◆ **AIM OF THE EXERCISE**: In the data below, find the line containing "positive clicks: (216, 653)", then set down that line and every later line up to and including the line containing "848L190 839L106 878L107", exactly.

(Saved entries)
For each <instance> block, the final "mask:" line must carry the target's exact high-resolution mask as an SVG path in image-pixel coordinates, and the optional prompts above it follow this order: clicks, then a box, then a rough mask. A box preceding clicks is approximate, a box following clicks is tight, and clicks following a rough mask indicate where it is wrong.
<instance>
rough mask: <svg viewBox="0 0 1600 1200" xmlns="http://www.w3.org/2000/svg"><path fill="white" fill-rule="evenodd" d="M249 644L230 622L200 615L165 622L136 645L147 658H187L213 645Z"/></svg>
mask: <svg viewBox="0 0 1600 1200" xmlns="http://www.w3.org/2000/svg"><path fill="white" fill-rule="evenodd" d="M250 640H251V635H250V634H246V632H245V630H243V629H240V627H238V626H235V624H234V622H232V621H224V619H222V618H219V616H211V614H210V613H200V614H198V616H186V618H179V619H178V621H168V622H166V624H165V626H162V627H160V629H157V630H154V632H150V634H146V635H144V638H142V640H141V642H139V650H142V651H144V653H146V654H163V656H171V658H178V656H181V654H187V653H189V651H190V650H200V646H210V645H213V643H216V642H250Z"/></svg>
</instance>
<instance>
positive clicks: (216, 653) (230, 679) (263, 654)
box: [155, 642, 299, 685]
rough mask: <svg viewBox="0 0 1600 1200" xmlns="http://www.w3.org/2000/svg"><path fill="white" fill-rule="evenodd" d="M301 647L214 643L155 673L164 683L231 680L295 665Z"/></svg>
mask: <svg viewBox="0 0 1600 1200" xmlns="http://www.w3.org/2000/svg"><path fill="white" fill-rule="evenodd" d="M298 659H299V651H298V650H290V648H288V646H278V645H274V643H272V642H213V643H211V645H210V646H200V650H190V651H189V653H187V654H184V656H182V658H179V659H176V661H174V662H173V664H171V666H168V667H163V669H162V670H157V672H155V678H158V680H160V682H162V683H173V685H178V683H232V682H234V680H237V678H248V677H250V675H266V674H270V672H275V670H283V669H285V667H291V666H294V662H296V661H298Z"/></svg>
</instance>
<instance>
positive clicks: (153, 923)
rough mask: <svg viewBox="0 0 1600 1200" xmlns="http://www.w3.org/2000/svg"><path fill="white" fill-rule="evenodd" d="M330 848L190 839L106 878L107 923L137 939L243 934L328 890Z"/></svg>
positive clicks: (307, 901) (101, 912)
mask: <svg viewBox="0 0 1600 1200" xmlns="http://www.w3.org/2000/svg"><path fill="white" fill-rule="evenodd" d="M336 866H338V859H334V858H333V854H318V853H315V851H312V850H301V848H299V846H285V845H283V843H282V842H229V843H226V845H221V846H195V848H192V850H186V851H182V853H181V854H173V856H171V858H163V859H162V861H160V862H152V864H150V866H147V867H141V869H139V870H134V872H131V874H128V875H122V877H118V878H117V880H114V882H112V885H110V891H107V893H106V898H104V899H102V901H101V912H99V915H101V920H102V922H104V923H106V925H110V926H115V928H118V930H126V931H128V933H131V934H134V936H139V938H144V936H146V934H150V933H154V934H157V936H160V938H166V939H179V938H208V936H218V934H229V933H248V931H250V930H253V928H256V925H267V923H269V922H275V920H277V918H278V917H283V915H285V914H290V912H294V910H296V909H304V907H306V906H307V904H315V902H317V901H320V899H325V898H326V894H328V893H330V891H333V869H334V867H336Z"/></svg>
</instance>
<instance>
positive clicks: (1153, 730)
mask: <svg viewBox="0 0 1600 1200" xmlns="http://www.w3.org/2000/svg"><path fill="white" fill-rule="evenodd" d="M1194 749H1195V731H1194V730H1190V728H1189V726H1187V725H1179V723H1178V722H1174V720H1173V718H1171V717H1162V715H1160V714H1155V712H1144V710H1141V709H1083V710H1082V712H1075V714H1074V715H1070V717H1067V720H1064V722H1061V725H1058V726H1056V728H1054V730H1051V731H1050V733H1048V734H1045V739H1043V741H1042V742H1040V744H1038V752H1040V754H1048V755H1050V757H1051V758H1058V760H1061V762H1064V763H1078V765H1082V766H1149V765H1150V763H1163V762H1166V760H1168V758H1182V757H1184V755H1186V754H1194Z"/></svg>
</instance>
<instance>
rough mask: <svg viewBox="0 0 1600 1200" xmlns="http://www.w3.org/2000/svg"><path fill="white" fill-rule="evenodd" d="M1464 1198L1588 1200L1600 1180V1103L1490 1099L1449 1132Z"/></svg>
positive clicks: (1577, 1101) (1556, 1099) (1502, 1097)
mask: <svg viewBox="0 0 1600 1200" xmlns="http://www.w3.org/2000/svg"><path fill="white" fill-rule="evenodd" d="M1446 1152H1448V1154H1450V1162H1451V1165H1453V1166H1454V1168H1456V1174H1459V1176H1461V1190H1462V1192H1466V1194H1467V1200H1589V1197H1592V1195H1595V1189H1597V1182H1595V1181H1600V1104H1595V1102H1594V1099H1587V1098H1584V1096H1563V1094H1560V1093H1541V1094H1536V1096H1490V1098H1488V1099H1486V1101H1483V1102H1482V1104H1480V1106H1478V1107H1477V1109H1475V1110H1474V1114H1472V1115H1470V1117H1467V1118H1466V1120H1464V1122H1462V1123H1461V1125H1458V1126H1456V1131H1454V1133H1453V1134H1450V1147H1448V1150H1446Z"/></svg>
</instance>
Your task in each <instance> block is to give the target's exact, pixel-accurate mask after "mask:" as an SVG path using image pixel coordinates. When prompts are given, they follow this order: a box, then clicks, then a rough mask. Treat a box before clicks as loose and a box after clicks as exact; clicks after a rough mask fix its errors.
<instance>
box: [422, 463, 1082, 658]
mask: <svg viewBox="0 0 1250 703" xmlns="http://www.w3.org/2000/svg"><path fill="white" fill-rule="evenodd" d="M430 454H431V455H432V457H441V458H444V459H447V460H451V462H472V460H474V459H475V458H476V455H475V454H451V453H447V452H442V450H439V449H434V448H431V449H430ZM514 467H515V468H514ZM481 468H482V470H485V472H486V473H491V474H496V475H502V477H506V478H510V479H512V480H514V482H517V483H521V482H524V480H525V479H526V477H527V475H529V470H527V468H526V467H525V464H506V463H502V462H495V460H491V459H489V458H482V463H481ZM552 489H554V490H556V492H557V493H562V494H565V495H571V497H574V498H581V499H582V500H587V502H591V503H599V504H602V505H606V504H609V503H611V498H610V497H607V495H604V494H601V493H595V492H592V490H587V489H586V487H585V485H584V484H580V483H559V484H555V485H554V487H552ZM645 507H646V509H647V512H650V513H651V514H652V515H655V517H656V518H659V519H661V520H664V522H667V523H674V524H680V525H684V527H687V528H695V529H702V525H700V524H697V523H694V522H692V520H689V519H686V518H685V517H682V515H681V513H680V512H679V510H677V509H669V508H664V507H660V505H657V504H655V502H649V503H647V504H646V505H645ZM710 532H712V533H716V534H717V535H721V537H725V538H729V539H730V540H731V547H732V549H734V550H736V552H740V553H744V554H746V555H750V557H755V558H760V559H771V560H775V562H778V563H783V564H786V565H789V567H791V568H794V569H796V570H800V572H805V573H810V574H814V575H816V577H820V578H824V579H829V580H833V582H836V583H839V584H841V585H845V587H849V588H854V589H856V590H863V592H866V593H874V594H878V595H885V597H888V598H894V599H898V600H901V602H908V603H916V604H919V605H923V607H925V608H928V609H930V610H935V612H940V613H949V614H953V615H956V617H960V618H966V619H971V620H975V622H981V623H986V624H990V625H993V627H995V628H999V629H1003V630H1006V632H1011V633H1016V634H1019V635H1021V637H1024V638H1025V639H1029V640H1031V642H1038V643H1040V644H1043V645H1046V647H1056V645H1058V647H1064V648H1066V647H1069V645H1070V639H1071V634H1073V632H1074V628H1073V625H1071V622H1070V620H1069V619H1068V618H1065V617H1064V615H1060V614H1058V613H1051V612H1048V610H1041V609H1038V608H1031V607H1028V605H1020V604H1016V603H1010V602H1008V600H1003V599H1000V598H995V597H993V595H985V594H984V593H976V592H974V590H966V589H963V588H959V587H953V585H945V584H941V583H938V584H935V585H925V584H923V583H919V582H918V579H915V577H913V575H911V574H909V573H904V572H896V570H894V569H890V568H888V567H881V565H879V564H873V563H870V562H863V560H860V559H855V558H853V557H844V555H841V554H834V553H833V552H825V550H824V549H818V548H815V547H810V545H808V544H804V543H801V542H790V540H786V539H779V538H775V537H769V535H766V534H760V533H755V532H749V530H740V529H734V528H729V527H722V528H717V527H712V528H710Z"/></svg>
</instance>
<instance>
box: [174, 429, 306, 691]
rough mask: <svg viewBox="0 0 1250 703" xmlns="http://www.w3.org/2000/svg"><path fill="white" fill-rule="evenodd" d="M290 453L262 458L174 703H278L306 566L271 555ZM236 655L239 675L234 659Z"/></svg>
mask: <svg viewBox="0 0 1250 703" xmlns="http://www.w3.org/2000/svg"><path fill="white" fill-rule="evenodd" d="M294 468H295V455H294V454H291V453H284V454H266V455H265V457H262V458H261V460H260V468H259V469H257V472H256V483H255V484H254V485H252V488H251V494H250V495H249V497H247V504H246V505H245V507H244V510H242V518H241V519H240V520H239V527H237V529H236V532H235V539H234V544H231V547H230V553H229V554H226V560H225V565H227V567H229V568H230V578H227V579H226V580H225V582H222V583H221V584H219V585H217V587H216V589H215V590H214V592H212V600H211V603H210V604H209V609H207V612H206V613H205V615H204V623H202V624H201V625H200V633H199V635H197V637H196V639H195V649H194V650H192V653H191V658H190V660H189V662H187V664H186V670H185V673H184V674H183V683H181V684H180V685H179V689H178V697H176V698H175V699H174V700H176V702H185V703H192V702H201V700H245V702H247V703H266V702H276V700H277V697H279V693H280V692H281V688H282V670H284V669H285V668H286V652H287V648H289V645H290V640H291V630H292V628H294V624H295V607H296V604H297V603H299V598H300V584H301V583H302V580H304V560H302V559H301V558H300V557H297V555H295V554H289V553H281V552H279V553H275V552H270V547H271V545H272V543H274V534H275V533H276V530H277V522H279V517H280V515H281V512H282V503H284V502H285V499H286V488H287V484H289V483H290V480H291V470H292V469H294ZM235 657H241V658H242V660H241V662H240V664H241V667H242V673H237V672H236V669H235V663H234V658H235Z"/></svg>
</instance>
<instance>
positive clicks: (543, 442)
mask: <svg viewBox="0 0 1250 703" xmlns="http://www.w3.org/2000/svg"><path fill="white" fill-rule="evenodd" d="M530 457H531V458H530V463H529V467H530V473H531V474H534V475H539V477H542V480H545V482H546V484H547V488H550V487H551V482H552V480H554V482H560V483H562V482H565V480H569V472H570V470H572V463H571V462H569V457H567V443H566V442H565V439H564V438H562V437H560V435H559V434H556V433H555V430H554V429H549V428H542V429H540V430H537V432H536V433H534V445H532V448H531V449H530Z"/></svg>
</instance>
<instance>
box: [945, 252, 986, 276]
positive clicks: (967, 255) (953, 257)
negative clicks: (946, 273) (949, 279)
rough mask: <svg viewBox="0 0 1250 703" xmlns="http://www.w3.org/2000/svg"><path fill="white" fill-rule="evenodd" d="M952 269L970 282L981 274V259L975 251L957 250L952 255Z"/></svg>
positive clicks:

◆ **EXERCISE RESULT**:
positive clicks: (216, 653) (230, 679) (263, 654)
box: [155, 642, 299, 685]
rough mask: <svg viewBox="0 0 1600 1200" xmlns="http://www.w3.org/2000/svg"><path fill="white" fill-rule="evenodd" d="M301 647L214 643L155 673L164 683L231 680L295 665Z"/></svg>
mask: <svg viewBox="0 0 1600 1200" xmlns="http://www.w3.org/2000/svg"><path fill="white" fill-rule="evenodd" d="M298 659H299V651H298V650H290V648H288V646H278V645H274V643H272V642H213V643H211V645H210V646H200V650H190V651H189V653H187V654H184V656H182V658H179V659H176V661H174V662H173V664H171V666H168V667H163V669H162V670H157V672H155V678H158V680H160V682H162V683H173V685H178V683H232V682H234V680H237V678H248V677H250V675H266V674H270V672H275V670H283V669H285V667H291V666H294V662H296V661H298Z"/></svg>
</instance>
<instance>
positive clicks: (153, 923)
rough mask: <svg viewBox="0 0 1600 1200" xmlns="http://www.w3.org/2000/svg"><path fill="white" fill-rule="evenodd" d="M330 848L190 839L106 878L107 923L137 939L243 934L328 890Z"/></svg>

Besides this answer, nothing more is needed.